Assigned task 1: Sum up the passage on Barbara Loe Fisher's libel suit in two sentences.
Assigned task 2: Please resume the passage on Barbara Loe Fisher's libel suit, starting after its last sentence.

Passage to read:

- - -

So, when journalist Amy Wallace wrote a story for Wired Magazine about the anti-vaccine movement, highlighted by an interview with Paul Offit, the anti-vaccine artillery were wheeled into position with fuses lit. The rabid response from the anti-vax community was predictably loud, and astonishingly twisted (see image below).
And then Barbara Loe Fisher sued Paul Offit, Amy Wallace, and Conde Nast (the publisher of Wired) for libel. In her article, which is the best piece of medical journalism I have read in a long time, Wallace quotes Dr. Offit complaining that Loe Fisher “lies” about her characterization of him,
“Kaflooey theories” make him crazy, especially if they catch on. Fisher, who has long been the media’s go-to interview for what some in the autism arena call “parents rights,” makes him particularly nuts, as in “You just want to scream.” The reason? “She lies,” he says flatly.
“Barbara Loe Fisher inflames people against me. And wrongly. I’m in this for the same reason she is. I care about kids. Does she think Merck is paying me to speak about vaccines? Is that the logic?” he asks, exasperated. (Merck is doing no such thing). But when it comes to mandating vaccinations, Offit says, Fisher is right about him: He is an adamant supporter.
This one quote, accusing Barbara Loe Fisher of lying about his motivations and ties to industry, is the legal crux of this case. But is Barbara Loe Fisher filing this suit because she is truly worried that her reputation may be damaged by Offit’s accusation? I doubt that anything – ANYTHING – could damage her reputation in the minds of her followers. This is, once again, a hallmark of the anti-vaccine contingent – absolute, dogmatic, unshakable belief in one’s views, and Loe Fisher is the emblematic leader of the cause. No, she is likely following through with this legal action as her only recourse against the cold, hard facts of science, hoping that the blunt-edged sword of the legal system may enable her to eek out some sort of perverse victory. That outcome seems unlikely, and this lawsuit is but one in a long list of similarly sad attempts by the anti-vaccine cabal to stifle the voices of reason, be it through legal action, media campaigns, or the outright banning of descent on their blogs and websites.

- - -

Stored items:
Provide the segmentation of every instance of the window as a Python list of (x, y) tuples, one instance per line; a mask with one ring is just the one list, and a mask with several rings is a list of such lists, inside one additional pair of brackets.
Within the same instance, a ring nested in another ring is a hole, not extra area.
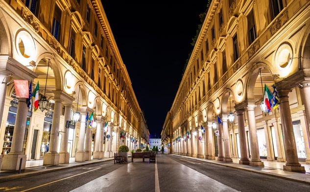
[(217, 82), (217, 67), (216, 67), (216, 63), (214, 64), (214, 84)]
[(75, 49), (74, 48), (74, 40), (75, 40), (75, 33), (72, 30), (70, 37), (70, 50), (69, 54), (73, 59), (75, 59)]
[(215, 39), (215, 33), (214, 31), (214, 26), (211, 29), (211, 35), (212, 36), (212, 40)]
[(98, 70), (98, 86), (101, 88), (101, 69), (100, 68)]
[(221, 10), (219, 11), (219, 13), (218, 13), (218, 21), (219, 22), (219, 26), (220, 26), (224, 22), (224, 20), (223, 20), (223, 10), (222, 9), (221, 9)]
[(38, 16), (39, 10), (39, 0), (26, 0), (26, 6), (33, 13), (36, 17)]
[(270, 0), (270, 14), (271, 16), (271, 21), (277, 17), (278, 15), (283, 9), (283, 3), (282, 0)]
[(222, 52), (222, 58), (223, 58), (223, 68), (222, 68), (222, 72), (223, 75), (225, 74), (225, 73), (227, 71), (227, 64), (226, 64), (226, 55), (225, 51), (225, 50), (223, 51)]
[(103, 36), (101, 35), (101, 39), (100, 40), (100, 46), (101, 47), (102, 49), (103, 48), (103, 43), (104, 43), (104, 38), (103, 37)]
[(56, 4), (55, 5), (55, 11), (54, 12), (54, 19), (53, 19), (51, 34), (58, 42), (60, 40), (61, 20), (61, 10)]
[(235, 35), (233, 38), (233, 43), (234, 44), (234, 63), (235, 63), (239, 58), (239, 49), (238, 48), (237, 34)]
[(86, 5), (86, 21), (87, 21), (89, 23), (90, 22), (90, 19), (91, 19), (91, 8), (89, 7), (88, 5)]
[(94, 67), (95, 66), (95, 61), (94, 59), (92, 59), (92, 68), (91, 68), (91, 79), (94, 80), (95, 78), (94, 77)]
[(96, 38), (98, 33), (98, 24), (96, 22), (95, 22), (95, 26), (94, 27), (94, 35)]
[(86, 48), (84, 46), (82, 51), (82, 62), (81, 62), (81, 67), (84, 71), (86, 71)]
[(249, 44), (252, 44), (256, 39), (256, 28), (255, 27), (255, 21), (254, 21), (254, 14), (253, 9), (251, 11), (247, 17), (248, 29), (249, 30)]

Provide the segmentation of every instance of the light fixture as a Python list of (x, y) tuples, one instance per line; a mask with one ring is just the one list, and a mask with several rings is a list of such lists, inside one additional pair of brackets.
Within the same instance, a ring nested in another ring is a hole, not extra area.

- - -

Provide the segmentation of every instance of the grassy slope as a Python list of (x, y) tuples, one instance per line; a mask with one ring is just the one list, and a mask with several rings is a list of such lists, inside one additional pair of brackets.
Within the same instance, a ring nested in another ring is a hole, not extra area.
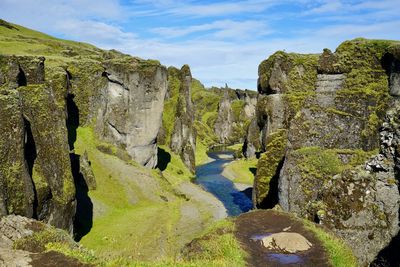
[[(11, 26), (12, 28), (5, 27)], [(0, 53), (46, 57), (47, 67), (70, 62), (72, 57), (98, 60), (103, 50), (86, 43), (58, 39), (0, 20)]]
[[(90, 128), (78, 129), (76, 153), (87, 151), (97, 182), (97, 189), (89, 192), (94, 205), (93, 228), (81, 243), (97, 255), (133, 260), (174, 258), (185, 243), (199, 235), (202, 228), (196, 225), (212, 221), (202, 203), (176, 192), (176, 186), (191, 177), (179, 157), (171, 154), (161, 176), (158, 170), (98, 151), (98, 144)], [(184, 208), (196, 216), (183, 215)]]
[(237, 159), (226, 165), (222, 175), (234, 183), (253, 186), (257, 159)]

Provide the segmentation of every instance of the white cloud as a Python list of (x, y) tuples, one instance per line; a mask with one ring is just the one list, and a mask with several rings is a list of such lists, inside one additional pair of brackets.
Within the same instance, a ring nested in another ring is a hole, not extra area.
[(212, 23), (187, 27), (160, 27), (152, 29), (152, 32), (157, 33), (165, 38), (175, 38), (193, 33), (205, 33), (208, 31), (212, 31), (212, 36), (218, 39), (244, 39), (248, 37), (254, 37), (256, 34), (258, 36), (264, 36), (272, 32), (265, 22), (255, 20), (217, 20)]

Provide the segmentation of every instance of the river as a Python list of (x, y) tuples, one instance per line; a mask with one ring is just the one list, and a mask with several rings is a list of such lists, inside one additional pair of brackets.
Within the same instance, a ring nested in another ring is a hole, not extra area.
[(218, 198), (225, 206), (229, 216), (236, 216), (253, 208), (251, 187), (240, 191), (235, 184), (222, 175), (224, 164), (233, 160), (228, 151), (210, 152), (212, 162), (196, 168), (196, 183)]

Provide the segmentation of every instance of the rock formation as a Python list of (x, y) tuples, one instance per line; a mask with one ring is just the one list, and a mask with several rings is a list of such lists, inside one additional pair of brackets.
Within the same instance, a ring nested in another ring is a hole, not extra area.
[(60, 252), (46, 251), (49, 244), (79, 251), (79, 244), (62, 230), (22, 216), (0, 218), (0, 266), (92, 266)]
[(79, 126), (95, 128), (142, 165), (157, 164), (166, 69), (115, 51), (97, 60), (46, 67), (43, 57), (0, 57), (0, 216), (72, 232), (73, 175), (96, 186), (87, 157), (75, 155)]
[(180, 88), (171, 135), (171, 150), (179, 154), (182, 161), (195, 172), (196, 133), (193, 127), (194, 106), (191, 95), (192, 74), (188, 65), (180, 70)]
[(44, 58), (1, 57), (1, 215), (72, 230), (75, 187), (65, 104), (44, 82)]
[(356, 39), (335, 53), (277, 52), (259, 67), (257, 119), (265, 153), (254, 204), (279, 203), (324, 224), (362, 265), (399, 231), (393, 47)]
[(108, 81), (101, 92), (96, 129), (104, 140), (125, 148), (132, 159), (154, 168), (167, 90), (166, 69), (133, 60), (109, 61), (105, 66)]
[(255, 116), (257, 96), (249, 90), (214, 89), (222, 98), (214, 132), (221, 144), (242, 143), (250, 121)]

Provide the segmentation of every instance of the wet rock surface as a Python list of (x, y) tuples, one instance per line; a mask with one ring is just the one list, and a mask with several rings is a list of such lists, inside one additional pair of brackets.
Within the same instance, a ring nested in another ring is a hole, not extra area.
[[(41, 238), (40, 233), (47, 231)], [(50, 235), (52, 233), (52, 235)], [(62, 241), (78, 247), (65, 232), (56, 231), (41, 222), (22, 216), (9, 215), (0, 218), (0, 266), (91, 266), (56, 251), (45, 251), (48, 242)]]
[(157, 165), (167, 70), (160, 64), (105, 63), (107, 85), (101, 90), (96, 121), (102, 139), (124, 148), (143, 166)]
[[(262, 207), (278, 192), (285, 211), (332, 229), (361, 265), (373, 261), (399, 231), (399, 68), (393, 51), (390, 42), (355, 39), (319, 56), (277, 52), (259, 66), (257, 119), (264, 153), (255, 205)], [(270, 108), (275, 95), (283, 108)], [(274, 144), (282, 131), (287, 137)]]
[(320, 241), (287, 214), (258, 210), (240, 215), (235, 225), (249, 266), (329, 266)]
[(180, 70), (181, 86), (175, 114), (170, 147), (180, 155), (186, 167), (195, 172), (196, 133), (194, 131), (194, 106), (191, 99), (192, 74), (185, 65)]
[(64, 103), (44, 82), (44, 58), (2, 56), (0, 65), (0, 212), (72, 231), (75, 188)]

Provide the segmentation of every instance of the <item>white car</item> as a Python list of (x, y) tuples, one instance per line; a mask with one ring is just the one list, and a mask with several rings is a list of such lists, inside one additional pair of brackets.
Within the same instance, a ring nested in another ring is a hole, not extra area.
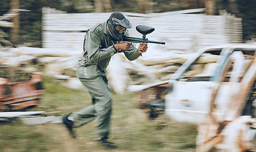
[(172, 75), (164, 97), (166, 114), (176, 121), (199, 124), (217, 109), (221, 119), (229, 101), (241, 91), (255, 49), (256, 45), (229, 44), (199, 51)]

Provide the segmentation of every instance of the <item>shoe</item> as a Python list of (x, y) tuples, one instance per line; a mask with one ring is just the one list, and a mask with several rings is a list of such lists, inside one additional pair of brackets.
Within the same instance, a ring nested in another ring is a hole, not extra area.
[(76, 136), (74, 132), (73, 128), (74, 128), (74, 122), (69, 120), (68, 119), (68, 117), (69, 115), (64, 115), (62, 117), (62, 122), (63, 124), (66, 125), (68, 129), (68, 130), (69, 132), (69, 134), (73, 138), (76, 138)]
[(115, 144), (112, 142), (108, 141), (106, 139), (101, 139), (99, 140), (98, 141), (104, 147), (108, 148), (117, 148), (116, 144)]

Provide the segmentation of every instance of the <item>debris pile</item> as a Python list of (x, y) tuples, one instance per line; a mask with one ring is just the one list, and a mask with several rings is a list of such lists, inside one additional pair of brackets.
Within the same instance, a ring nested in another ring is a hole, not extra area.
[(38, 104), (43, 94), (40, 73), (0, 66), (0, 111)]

- - -

Written answer 1: After Amy Wallace wrote a Wired Magazine story on the anti-vaccine movement featuring an interview with Paul Offit, Barbara Loe Fisher sued Offit, Wallace, and Conde Nast for libel, centering on a quote in which Offit says she lies about his motivations and ties to industry. The writer doubts that anything could damage Fisher's reputation among her followers and views the suit as an unlikely-to-succeed attempt to use the legal system against the facts of science and to stifle voices of reason.

Written answer 2:
To be sure, Dr. Offit will be inconvenienced by this charade. He will be pulled from the important role he plays everyday, working to help the sickest of children, to fight a tragically ridiculous law suit. Barbara Loe Fisher will likely get her long-sought time in the media limelight, and the “controversy” about vaccine safety will get another two or three sound bites on the evening news. But I predict that this suit, after other, similar first amendment challenges to the voices of science and reason, will produce an outpouring of support for Dr. Offit’s cause. Hopefully this will shine some light on the desperate and empty scare tactics of the anti-vaccine lobby, and in so doing bring the long-overdue attention and respect that real science deserves.